* [THE REQUEST] Rename "one pin per instance" to "one dot per instance" everywhere in the listing below, and leave everything else unchanged.

Records for pointing at named objects
------

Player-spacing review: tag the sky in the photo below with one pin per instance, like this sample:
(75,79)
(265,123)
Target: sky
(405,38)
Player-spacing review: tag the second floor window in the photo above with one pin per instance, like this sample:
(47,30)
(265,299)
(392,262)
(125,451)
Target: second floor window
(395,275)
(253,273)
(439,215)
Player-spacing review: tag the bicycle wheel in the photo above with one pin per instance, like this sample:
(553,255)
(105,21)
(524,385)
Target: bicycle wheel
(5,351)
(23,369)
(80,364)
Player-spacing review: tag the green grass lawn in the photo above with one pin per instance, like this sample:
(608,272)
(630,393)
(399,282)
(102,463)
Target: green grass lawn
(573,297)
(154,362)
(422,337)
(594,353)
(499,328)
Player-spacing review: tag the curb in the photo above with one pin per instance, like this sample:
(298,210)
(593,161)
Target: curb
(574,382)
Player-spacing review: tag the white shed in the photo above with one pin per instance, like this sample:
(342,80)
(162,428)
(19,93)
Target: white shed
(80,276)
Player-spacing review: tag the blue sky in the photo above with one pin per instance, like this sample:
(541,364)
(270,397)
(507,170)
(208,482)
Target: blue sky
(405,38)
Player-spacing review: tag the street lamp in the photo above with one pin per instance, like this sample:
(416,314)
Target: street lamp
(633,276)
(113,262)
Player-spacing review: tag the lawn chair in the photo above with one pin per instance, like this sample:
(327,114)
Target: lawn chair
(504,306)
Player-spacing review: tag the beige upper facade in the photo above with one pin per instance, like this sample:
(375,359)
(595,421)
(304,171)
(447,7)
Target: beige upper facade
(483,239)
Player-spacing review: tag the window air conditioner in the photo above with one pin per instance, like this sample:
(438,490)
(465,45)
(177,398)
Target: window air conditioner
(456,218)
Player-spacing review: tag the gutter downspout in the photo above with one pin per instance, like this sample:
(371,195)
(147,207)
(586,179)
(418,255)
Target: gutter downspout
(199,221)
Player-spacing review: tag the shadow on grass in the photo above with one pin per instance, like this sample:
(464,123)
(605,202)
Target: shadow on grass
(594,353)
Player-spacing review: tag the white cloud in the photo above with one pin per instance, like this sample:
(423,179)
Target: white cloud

------

* [COMPLETED TASK]
Player-spacing review: tag the sky in the photo below with one dot per instance, like this sample:
(75,79)
(265,123)
Target: sky
(405,38)
Player-spacing review: tag the second floor window in the photo above with one dot per instance, like this sample:
(47,30)
(265,299)
(392,262)
(125,451)
Target: second floor window
(395,275)
(253,273)
(439,215)
Player-spacing review: tag the bicycle wheel in the photo above with one dot per instance, like this sample:
(553,255)
(105,21)
(524,385)
Target: bicycle wheel
(5,351)
(23,369)
(80,364)
Player-spacing review: tag the green grass lawn in the photo above with one dot per instance, like this sample:
(608,272)
(630,393)
(399,282)
(102,463)
Target: green grass lawn
(573,297)
(154,362)
(422,337)
(594,353)
(499,328)
Player-spacing review: tag the curb in the photo above with one dot per instance, like this sample:
(298,210)
(593,161)
Target: curb
(574,382)
Player-spacing review: tag the white shed in the photo above with one dot per instance, like this sample:
(342,80)
(162,428)
(19,93)
Target: white shed
(80,276)
Player-spacing review: tag the blue sky in the photo above with one dot per instance, like this sample:
(541,364)
(270,397)
(507,170)
(208,482)
Target: blue sky
(405,38)
Player-spacing review: tag the street lamp in the photo above with one dot per instance, like this sample:
(416,314)
Target: street lamp
(633,276)
(113,262)
Player-spacing review: tag the lawn chair in the photo above with one dot per instance, like this sample:
(327,114)
Target: lawn chair
(504,306)
Player-spacing review: tag the beige upper facade in the photo above with one dot per instance, like this sample:
(375,359)
(595,421)
(304,171)
(447,7)
Target: beige upper facade
(483,239)
Player-spacing review: tag the window air conditioner in the photo above with one dot per instance, like this sample:
(438,490)
(465,45)
(177,398)
Target: window air conditioner
(456,218)
Player-spacing review: tag the gutter downspout in the photo above with one dot per instance, like this sample:
(371,195)
(147,207)
(586,179)
(418,255)
Target: gutter downspout
(199,221)
Player-spacing review: tag the shadow on grass in the photo above with one dot per instance, like this sample:
(464,123)
(605,202)
Target: shadow on grass
(594,353)
Player-spacing review: tag the white cloud in the photo above with one dot per instance, like this sample:
(423,179)
Target: white cloud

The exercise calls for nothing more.